* _Given records_:
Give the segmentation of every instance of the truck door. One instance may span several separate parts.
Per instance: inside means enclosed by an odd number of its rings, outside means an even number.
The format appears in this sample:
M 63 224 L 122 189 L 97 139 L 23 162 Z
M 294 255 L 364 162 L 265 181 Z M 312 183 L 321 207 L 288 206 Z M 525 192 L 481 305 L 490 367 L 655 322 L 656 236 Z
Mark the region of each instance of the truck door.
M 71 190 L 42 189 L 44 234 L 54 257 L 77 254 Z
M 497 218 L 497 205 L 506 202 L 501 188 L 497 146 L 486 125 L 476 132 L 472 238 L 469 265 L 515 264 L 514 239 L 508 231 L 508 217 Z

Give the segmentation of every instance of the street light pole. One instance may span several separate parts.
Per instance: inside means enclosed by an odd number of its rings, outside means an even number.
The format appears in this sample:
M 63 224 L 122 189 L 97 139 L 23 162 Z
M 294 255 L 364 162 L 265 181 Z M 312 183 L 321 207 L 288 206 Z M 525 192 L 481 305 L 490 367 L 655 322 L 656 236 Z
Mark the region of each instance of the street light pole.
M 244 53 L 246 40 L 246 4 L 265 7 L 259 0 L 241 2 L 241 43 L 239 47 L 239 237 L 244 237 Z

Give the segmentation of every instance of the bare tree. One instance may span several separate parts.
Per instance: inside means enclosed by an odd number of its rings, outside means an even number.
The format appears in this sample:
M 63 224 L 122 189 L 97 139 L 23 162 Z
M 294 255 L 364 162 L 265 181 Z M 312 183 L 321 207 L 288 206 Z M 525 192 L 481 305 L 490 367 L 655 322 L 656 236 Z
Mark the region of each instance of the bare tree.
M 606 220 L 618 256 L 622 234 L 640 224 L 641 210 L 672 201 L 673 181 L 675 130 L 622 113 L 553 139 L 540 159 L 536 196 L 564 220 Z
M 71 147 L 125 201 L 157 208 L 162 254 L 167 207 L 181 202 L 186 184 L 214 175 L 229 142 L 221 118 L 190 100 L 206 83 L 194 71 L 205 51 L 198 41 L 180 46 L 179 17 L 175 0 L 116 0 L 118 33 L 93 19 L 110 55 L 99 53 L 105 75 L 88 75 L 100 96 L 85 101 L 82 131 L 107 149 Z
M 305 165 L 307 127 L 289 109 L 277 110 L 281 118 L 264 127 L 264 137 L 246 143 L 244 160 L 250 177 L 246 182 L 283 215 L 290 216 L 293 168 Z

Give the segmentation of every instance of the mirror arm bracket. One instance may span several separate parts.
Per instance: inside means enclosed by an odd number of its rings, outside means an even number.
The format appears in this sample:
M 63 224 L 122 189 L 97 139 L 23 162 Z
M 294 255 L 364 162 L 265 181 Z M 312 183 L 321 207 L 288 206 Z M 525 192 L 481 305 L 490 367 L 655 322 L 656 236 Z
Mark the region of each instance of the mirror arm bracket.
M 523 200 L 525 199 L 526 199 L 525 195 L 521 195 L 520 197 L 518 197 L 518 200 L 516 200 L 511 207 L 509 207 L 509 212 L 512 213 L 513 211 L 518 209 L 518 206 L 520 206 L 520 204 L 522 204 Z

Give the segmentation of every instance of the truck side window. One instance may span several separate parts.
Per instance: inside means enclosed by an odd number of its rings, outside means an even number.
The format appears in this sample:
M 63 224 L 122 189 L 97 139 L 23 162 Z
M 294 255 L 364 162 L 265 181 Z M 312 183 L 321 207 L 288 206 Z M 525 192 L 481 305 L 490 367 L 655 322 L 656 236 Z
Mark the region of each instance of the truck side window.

* _The problem_:
Give all of the entries again, word for word.

* _Completed exercise_:
Give the segmentation of every instance of the truck door. One instance may span several separate parts.
Per instance: inside means enclosed by an odd number of its rings, outside means an even number.
The format appears in this sample:
M 63 224 L 122 189 L 97 139 L 23 162 Z
M 294 255 L 364 162 L 265 181 Z M 312 183 L 321 207 L 288 206 Z M 525 192 L 481 305 L 490 367 L 655 322 L 656 236 Z
Mark the region of each instance of the truck door.
M 71 190 L 42 189 L 44 234 L 54 257 L 77 254 Z
M 497 218 L 497 205 L 506 202 L 501 188 L 497 146 L 486 125 L 476 132 L 472 238 L 469 265 L 515 264 L 514 239 L 508 231 L 508 217 Z

Give the segmentation of every instance of the street light pole. One instance may span several separate parts.
Per instance: inside means enclosed by an odd number of its rings, outside means an even number.
The format appears in this sample:
M 63 224 L 122 189 L 97 139 L 23 162 Z
M 294 255 L 364 162 L 265 181 Z M 312 183 L 321 207 L 288 206 Z M 525 192 L 481 305 L 490 367 L 655 322 L 656 236 Z
Mark the region of each instance of the street light pole.
M 244 53 L 246 40 L 246 4 L 265 7 L 259 0 L 241 2 L 241 43 L 239 47 L 239 237 L 244 237 Z

Give the segmentation of every instance of the bare tree. One instance may span several separate parts.
Per instance: inside means enclosed by an odd number of its rings, outside means an even number.
The format appears in this sample:
M 63 224 L 122 189 L 97 139 L 23 162 Z
M 294 255 L 364 162 L 265 181 Z M 312 183 L 321 207 L 288 206 Z M 525 192 L 481 305 L 490 367 L 655 322 L 656 236 Z
Mark the region of each instance of the bare tree.
M 606 220 L 618 256 L 622 234 L 640 224 L 641 210 L 672 201 L 673 181 L 675 130 L 622 113 L 553 139 L 540 159 L 536 196 L 564 220 Z
M 71 147 L 125 201 L 157 208 L 162 254 L 167 207 L 181 202 L 186 184 L 214 175 L 229 142 L 221 118 L 190 100 L 206 83 L 194 71 L 205 51 L 198 41 L 180 46 L 179 17 L 175 0 L 116 0 L 118 33 L 93 19 L 110 55 L 99 53 L 105 75 L 88 75 L 100 96 L 85 101 L 82 131 L 107 149 Z
M 305 165 L 307 127 L 289 109 L 277 110 L 281 118 L 264 127 L 264 137 L 246 143 L 244 160 L 250 177 L 246 182 L 283 215 L 290 216 L 293 168 Z

Give the segmentation of every instance of the mirror arm bracket. One instance may span several separate parts.
Per instance: inside means enclosed by an odd number of its rings, outside means an even number.
The format appears in this sample:
M 63 224 L 122 189 L 97 139 L 23 162 Z
M 294 255 L 364 162 L 265 181 Z M 312 183 L 321 207 L 288 206 Z M 525 192 L 481 305 L 490 367 L 655 322 L 656 236 Z
Mark the region of each instance of the mirror arm bracket.
M 523 200 L 525 199 L 526 199 L 525 195 L 521 195 L 520 197 L 518 197 L 518 200 L 516 200 L 511 207 L 509 207 L 509 212 L 512 213 L 513 211 L 518 209 L 518 206 L 520 206 L 520 204 L 522 204 Z

Give the segmentation of every instance of the truck side window. One instance may span several separate parts.
Per instance: inside means enclosed by an odd number of its rings, outside means an even number.
The format appears in this sample:
M 63 224 L 122 189 L 97 139 L 23 162 Z
M 294 255 L 364 162 L 265 181 Z M 312 183 L 321 207 L 288 206 Z M 525 192 L 481 305 L 490 367 L 655 322 L 656 236 Z
Mark the region of each instance of the truck side window.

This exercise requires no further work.